How to complete this task - An image-free, word-for-word version of the records below is to be returned.

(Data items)
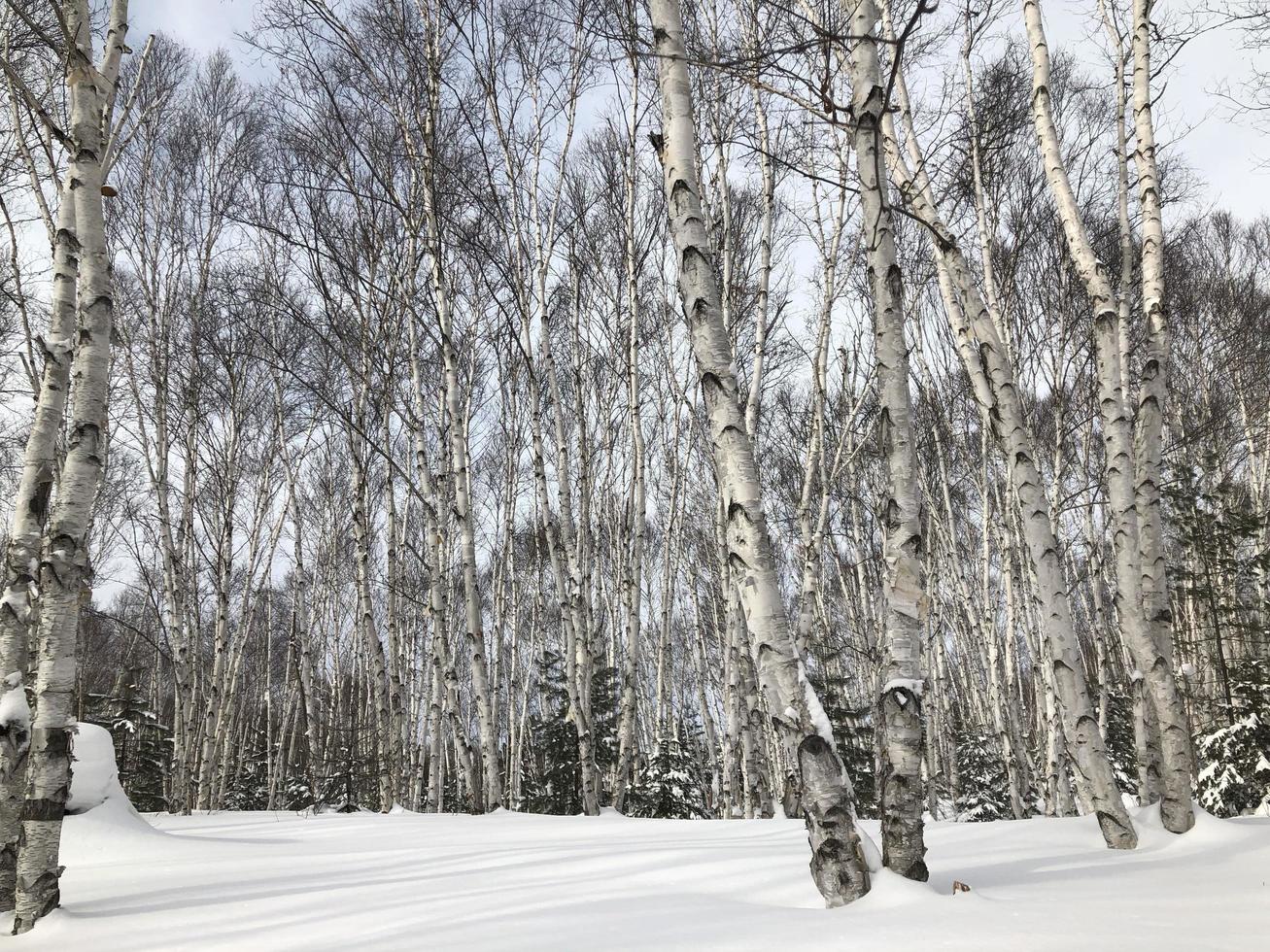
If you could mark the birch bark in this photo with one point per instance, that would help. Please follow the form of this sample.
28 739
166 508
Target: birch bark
992 377
900 700
1178 760
25 534
65 565
839 864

Expected answer -
If you could mark the birch bark in this photo with one point per instance, that would help. Please follow the form of this sample.
28 739
166 508
Target: birch bark
992 377
900 700
1178 760
25 534
65 565
839 864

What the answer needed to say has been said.